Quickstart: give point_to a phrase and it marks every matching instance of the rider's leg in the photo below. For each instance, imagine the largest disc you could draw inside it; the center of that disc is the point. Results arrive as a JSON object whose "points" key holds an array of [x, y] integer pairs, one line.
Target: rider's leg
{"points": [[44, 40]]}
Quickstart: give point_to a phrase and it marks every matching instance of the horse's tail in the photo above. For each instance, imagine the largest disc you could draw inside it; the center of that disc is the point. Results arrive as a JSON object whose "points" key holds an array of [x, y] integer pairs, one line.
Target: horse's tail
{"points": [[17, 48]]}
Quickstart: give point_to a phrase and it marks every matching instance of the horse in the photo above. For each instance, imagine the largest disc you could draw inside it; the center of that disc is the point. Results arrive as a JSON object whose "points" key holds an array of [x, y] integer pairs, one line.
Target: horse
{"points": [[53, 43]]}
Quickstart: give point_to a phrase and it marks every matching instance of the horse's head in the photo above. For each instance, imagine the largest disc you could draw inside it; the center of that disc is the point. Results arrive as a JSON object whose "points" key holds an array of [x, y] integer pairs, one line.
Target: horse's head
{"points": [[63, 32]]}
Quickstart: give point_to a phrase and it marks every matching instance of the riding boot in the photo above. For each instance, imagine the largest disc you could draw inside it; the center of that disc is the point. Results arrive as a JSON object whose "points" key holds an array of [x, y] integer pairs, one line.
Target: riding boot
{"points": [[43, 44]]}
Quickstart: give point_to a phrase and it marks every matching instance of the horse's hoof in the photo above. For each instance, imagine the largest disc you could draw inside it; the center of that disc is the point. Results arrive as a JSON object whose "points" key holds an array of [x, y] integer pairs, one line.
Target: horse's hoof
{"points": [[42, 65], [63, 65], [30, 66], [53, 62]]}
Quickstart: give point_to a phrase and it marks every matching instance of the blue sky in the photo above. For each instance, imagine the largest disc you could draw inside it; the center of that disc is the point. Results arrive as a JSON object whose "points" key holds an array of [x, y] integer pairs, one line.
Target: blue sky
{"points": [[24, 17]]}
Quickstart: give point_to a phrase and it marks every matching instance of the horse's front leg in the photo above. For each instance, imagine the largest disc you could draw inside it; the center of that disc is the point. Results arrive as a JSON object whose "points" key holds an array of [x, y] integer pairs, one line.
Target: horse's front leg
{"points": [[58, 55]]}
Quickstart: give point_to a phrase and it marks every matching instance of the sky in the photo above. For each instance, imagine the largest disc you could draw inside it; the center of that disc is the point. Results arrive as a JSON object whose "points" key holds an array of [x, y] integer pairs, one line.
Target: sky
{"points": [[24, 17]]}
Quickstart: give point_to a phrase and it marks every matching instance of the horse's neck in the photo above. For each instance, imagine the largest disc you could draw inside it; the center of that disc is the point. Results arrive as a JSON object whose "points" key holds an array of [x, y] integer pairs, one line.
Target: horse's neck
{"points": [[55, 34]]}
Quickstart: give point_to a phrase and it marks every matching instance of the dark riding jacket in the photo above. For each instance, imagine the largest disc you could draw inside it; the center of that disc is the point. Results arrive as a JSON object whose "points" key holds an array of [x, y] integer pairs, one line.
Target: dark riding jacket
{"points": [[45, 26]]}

==========

The records above should be duplicated in full, exactly as given.

Quickstart: give point_to a phrase and it marks every matching instance of the rider's leg in the photo below. For each instance, imagine the largest disc you could draw inside it; the center of that disc is the point. Results arrive as a JSON object whose "points" key holds an array of [x, y] integer pairs, one line.
Target: rider's leg
{"points": [[44, 40]]}
Quickstart: give point_to a phrase and it marks every matching instance of the horse's tail in the photo above. For each instance, imagine the largest disc you could draw inside it; the center of that disc is the point. Results arrive as a JSON object whose "points" key holds an array of [x, y] integer pairs, one line.
Target: horse's tail
{"points": [[17, 48]]}
Quickstart: give point_to a phrase and it marks every matching instance of the horse in the photo above. For each instance, imagine the largest disc you could draw inside it; the center of that disc is the point. Results arrive as a JSON object whose "points" key holds an array of [x, y] integer pairs, one line.
Target: horse
{"points": [[53, 43]]}
Quickstart: give point_to a phrase and it marks every matching instance of the horse's head in the photo above. For each instance, imagine the largest disc you could draw inside it; the center of that disc is the point. Results arrive as a JSON object whose "points" key holds an array of [x, y] integer pairs, one line.
Target: horse's head
{"points": [[63, 32]]}
Quickstart: give point_to a phrase and it marks every matching instance of the riding boot in the photo above. For each instance, imagine the largest disc you could draw inside it; the center of that disc is the point. Results arrive as a JSON object whose "points" key holds an array of [x, y] integer pairs, one line.
Target: riding boot
{"points": [[43, 44]]}
Quickstart: give point_to a phrase and it marks every matching instance of the horse's hoof in the photo above. For each instance, imagine the largest disc you could draw inside it; the center of that disc is the point. Results arrive as a JSON object whose "points" key holds an array of [x, y] integer pairs, one line.
Target: horse's hoof
{"points": [[42, 65], [63, 65], [30, 66], [53, 62]]}
Quickstart: give point_to a phrase and it marks every matching instance of the blue sky in the photo above. For each instance, imagine the largest disc you could draw inside it; the center of that disc is the point. Results arrive as a JSON object whose "points" key holds an array of [x, y] integer pairs, one line.
Target: blue sky
{"points": [[24, 17]]}
Quickstart: give point_to a phrase and it marks every matching instance of the horse's front leg in the photo above. For each instance, imagine the largest disc you could draw inside it; the center of that disc is the point. Results arrive as a JSON object whose "points" key holds an array of [x, y] integer pairs, one line.
Target: horse's front leg
{"points": [[58, 55]]}
Quickstart: give point_to a phrase and it marks every matching instance of the sky in the photo above. For each instance, imagine the largest disc you could draw inside it; the center of that disc is the point. Results arrive as a JSON object whose "points" key holds an array of [x, y] integer pairs, one line.
Target: sky
{"points": [[24, 17]]}
Quickstart: give point_to a phrase and it marks every matching instance of the horse's neck in the photo above. For each instance, imagine the largest disc you could draw inside it; the center of that disc is the point. Results arrive as a JSON object whose "points" key holds an array of [x, y] integer pairs, one line.
Target: horse's neck
{"points": [[55, 34]]}
Quickstart: give point_to a phrase and it marks every matching instance of the dark riding jacket in the photo above. For each instance, imagine the largest disc you could draw inside it; the center of that disc is the point. Results arrive as a JSON object whose "points" key holds an array of [x, y] integer pairs, one line.
Target: dark riding jacket
{"points": [[45, 26]]}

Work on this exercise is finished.